__The problem__
In your copy, repeat each record exactly and include no pictures.

__The records__
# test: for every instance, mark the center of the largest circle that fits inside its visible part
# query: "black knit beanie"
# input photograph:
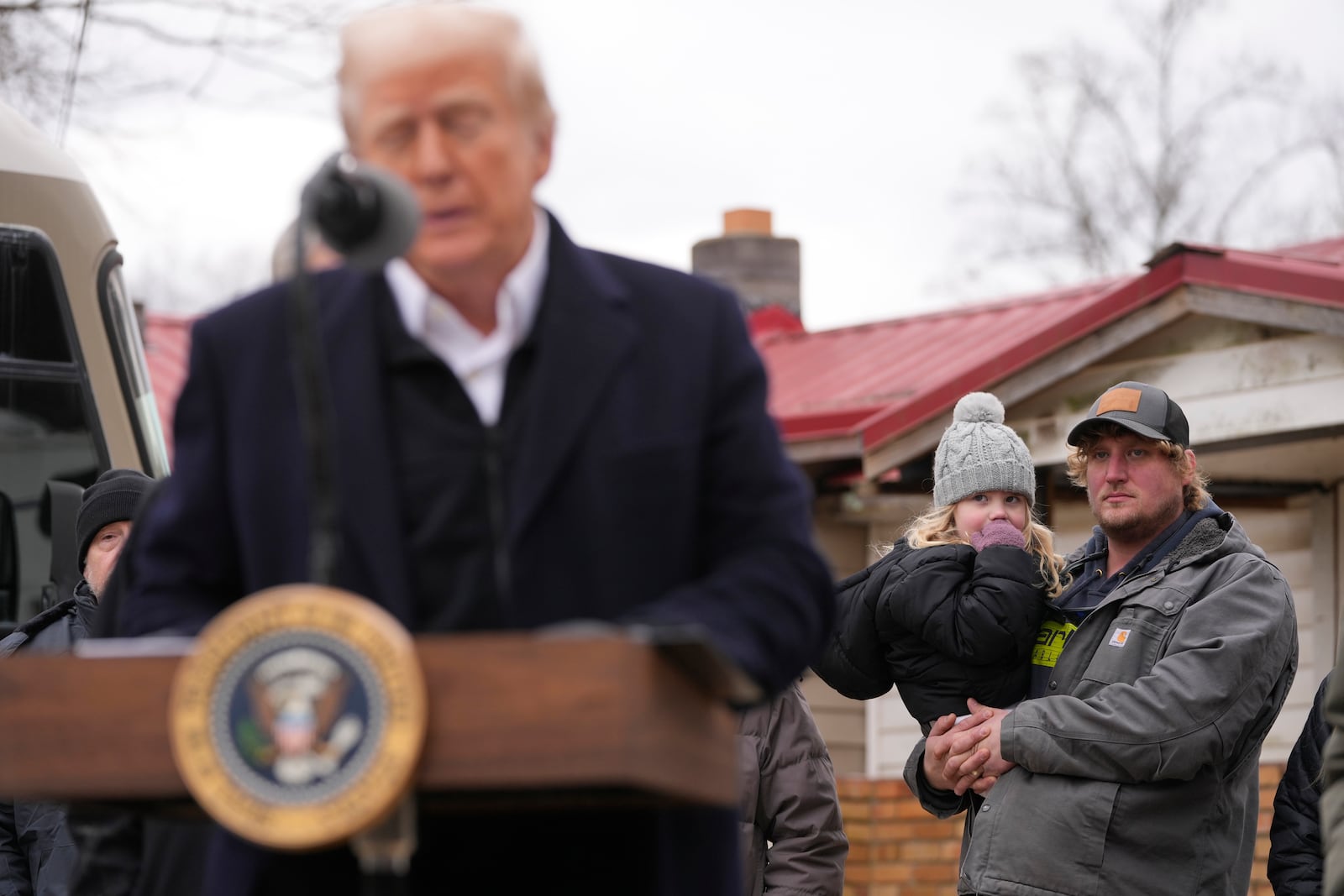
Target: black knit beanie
(113, 497)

__Written answer__
# test: for every instance, mark the center of the largest circle that fits inside its visible part
# query: "black knit beanie"
# input photograph:
Target: black knit beanie
(113, 497)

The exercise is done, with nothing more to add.